> [Things to do]:
• A. In the ethics opinion, which section of the City's Code of Ethics bars employees from using confidential information gained in an official capacity to advance their own financial interests?
• B. List every city employee practice that the ethics opinion describes in its Facts.
• C. Reproduce the part of the ethics opinion that begins with the words containing "Opinion Summary" and ends with "or personal interests.".

━━ Passage to read

Opinion Summary
A city employee may not use confidential city information acquired in an official capacity to advance the employee’s or another person’s financial or personal interests.
Question Presented
When is it a violation of the City’s Code of Ethics for a city employee to use city records?
Facts
The Ethics Officer has received inquiries concerning whether certain practices of city employees violate the Code of Ethics.
- A plumber calls up a city resident with a backed-up sewer and asks if she needs a plumber. The resident later determines that the caller is a city employee and files a complaint with the City.
- A city employee does routine maintenance work on city equipment. He attends the city’s public auction and bids on the surplus equipment that the City is selling.
- A city employee is assigned a city vehicle and drives it on a daily basis as part of her job. The City decides to declare the vehicle surplus equipment and sell it at the city’s public action. The employee wants to purchase the same vehicle at the auction.
Discussion
The City’s Code of Ethics prohibits city employees from placing their own personal or financial interests above the city’s best interests. Section 2-819 specifically prohibits employees from using confidential information acquired in their official capacity to advance their own financial interests. It states: “No official or employee shall disclose confidential information concerning the property, governing operations, policies or affairs of the city . . . nor shall such official or employee use such confidential information acquired in an official capacity to advance the financial interest or personal interest of the official, employee or others in any instance where such would conflict with the best interest of the city.”

━━━━
━━ Material

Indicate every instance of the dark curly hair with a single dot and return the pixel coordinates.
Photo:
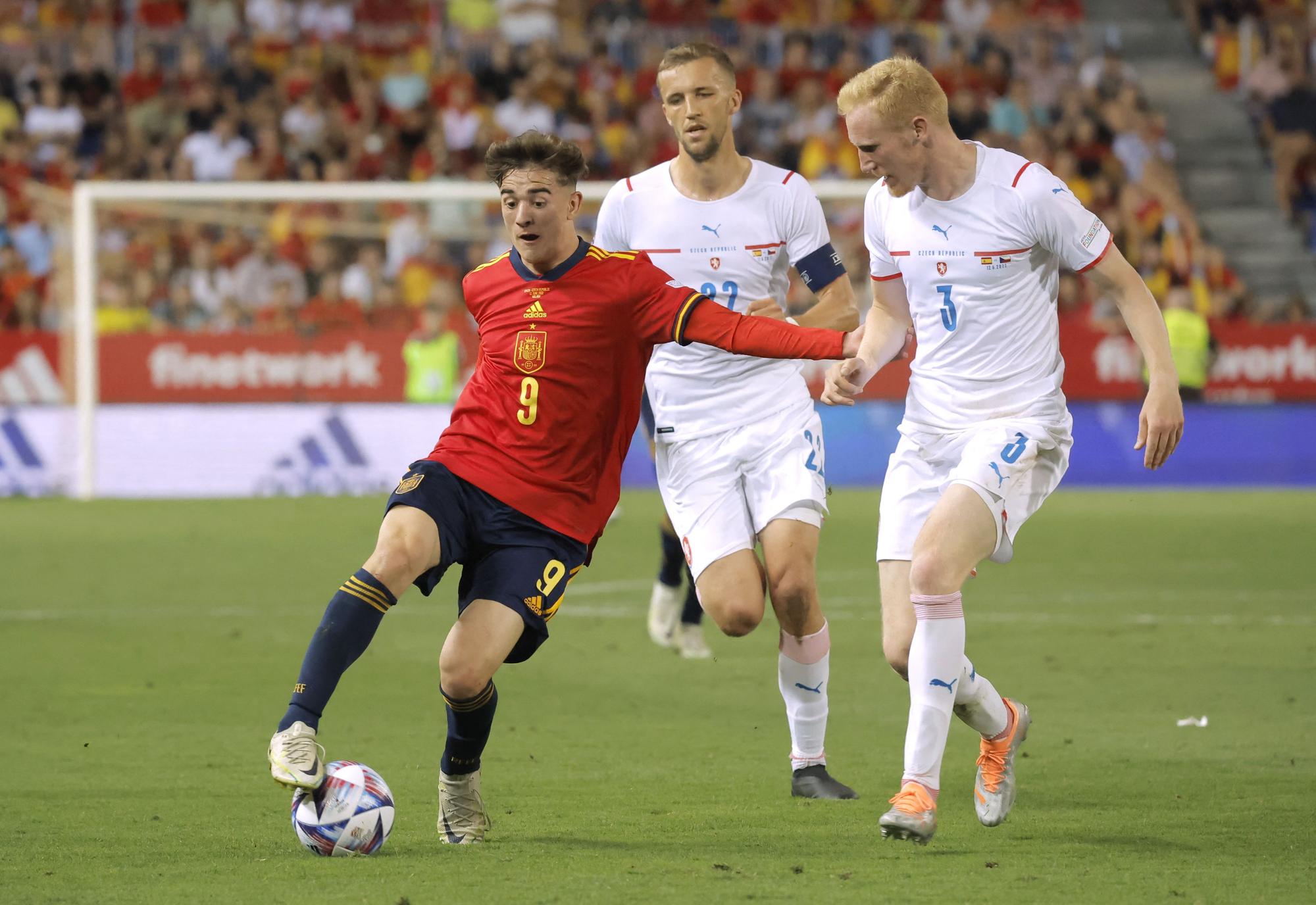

━━━━

> [Answers to the exercises]:
• A. Section 2-819

• B.
- A plumber who is a city employee calls a city resident with a backed-up sewer and asks if she needs a plumber.
- A city employee who does routine maintenance work on city equipment attends the city's public auction and bids on the surplus equipment the City is selling.
- A city employee who is assigned a city vehicle and drives it daily for her job wants to buy that same vehicle when the City sells it as surplus at its public auction.

• C.
Opinion Summary
A city employee may not use confidential city information acquired in an official capacity to advance the employee’s or another person’s financial or personal interests.